Work order
Tally every line of the listing where the string "point" is found, and state the total alone.

Raw data
=====

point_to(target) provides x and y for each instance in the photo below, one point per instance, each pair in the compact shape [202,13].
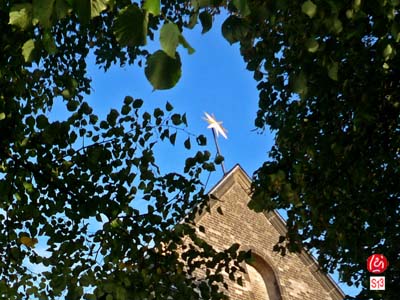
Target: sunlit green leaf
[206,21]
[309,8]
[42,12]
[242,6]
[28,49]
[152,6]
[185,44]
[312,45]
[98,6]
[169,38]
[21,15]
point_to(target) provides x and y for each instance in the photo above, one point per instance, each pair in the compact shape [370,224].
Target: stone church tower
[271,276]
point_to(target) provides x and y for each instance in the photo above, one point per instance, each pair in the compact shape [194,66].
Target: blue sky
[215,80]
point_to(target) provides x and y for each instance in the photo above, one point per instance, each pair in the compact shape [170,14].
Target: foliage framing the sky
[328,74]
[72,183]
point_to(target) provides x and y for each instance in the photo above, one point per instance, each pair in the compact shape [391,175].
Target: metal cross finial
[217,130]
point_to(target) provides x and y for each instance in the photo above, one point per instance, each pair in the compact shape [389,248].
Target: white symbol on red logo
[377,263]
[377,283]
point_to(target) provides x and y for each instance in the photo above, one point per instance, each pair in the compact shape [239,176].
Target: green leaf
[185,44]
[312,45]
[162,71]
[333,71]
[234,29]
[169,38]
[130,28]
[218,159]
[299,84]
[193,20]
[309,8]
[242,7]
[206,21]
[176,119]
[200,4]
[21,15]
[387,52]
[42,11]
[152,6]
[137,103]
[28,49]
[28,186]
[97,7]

=====

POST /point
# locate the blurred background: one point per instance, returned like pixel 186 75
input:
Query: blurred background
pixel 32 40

=====

Output
9